Reading passage:
-- begin --
Very cool Light-Ring/Tach Sensor Mount from mksj. Although I'm a long way from receiving my PM-935TS-3PH, I decided to use Mark's design drawings to model the mount and 3D print it to see how it would turn out. I am quite pleased with the results and see no reason why this would not work well. Here's a link to the print-files








						PM-935TS-3PH Spindle Tach/Halo Light Ring by Technidyne
					

Started acquiring stuff for upgrading my Precision Matthews PM-935TS-3PH Milling Machine which is on order at this time.  Here is a Tach Mount / LED Halo Spindle Light Designed by Mark (mksj) and posted on the Hobby-Machinist Forum.  I used his drawings and made a 3D model in Solidworks and...




					www.thingiverse.com


----------



## rogerl (Jun 7, 2021)

Mark:
That looks very nice. What are you sensing with the back gear sensor? I assume that you are using a proximity switch for this. Where is it mounted?

Thanks
Roger L


----------



## Cletus (Jun 7, 2021)

We are using a Hall effect sensor, that reads a pulse from a tiny magnet placed in the ring around the spindle. Since we are reading the spindle RPM directly, there's no need to sense the back-gear.


----------



## rogerl (Jun 7, 2021)

In the writeup Mark stated that he is using a switch to sense the machine was in back gear so he knows to turn the spindle the opposite direction when the forward push button is pushed. To do this he would need to sense either the location of the back gear gear or the position of one of the levers when the machine is setup for back gear. I was wondering what he is sensing.

Roger L


----------



## mksj (Jun 7, 2021)

Roger, you are correct I use a small square proximity sensor for the back gear and also the auto reverse. They are much more compact and do not have to worry about physical contact for engagement. This is an example on my mill which is a single speed pulley with a back gear, it already had a Hi/Low mechanical switch for the tach speed range.


----------



## Cletus (Jun 7, 2021)

Ahhh! .....ok, my bad. Did not fully understand.


----------



## rogerl (Jun 7, 2021)

Mark:
For the 935 were you planning on using the upper arm or the side arm?
-- end --
Written task 1:
Answer these questions about the spindle tach mount thread:
(a) In which program was the 3D model of the mount made?
(b) According to Cletus, what kind of sensor reads the spindle, and what does it read a pulse from?
(c) What does mksj use to sense the back gear and the auto reverse?
Written task 2:
Continue the spindle tach mount thread from its last post.
The entries play no role in this work.

Listed entries:
-- begin --
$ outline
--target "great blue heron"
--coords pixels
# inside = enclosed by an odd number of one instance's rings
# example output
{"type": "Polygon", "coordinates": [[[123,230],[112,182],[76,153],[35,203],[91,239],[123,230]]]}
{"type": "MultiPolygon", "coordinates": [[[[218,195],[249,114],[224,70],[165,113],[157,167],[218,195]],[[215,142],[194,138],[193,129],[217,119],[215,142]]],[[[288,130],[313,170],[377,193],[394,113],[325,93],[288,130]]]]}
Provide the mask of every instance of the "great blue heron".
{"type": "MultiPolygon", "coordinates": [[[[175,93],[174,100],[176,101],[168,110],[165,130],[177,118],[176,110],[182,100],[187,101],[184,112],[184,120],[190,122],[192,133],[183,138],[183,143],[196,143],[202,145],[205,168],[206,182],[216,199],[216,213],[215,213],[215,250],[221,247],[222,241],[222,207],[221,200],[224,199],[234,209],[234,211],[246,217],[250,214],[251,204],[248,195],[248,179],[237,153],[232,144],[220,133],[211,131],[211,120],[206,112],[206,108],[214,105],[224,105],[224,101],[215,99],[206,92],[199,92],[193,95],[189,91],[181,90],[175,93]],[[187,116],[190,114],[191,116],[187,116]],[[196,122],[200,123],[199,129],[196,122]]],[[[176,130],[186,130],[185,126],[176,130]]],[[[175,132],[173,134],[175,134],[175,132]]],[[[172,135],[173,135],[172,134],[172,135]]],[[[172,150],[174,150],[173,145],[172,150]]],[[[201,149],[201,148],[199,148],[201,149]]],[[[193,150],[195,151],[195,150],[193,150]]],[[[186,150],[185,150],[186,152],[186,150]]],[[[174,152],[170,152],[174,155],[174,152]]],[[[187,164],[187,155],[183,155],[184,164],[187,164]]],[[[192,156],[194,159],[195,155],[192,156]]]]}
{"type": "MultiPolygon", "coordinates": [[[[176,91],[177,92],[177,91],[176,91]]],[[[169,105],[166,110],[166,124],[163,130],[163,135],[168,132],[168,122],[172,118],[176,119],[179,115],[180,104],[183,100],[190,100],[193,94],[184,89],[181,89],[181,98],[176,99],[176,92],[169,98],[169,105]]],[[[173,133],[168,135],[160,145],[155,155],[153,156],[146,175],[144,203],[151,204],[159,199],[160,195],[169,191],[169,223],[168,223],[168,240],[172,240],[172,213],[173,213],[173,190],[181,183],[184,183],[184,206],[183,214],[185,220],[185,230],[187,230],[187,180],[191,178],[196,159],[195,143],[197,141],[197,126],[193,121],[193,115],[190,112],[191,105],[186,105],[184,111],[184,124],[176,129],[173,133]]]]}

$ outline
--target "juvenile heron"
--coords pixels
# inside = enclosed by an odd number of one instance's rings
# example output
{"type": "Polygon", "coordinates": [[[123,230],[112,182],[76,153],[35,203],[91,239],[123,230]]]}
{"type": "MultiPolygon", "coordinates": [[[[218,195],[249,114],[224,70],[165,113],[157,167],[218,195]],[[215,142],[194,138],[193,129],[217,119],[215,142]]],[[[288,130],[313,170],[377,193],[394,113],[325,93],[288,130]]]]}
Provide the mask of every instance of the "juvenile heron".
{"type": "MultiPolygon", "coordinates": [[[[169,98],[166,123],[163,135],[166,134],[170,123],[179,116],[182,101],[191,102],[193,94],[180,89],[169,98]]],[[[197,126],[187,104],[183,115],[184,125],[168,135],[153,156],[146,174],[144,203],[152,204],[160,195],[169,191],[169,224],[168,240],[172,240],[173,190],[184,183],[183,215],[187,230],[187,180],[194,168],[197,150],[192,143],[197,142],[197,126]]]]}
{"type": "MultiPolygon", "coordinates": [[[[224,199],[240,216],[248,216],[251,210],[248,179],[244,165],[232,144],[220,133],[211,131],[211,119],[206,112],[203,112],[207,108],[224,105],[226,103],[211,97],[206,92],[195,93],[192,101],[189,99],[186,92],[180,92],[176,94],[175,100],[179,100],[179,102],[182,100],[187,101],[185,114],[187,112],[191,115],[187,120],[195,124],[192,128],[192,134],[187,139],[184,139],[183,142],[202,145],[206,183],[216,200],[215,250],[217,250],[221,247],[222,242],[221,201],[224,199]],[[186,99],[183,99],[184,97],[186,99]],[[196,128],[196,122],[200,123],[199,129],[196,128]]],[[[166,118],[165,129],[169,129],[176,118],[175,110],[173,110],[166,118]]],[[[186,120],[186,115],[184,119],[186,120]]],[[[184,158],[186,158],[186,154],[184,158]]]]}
-- end --
Final answer 1:
(a) Solidworks
(b) A Hall effect sensor, which reads a pulse from a tiny magnet placed in the ring around the spindle
(c) A small square proximity sensor

Final answer 2:
Roger L


----------



## mksj (Jun 7, 2021)

Back gear selector, actual position and mounting would be based on the swing and location when in back gear. The sensors I use are shielded and have a 2 mm range, there are various types. They operate a relay which flips the VFD FOR/REV inputs, and a different relay then flips those inputs for auto-reverse when tapping. I also use an auto-start on mine for repetitive tapping.


----------



## rogerl (Jun 7, 2021)

Mark:
Thanks for all of the information. I currently have a toggle switch mounted to the side of the J head by back gear selector. When I move the selector I need to remember to flip the switch. I will look at the machine and see what will be necessary to mount the prox switch on my 935.

Thanks Again
Roger L


----------



## mksj (Jun 7, 2021)

You can use a simple mechanical roller limit switch or similar and it can then effect the direction change you want. I use the proximity sensors because I use relay controls, but my stock VFD mill head used a mechanical switch for the tachometer  scaling change.  Somewhat primitive that they did not add a dual pole switch pr a dual pole relay so the VFD direction would also flip.


----------



## Cletus (Jun 7, 2021)

Cool!   ......Thanks!
I have a couple of these laying around in my parts bin. Will use it with a DPDT relay to switch the VFD FWD/REV when back gear is engaged.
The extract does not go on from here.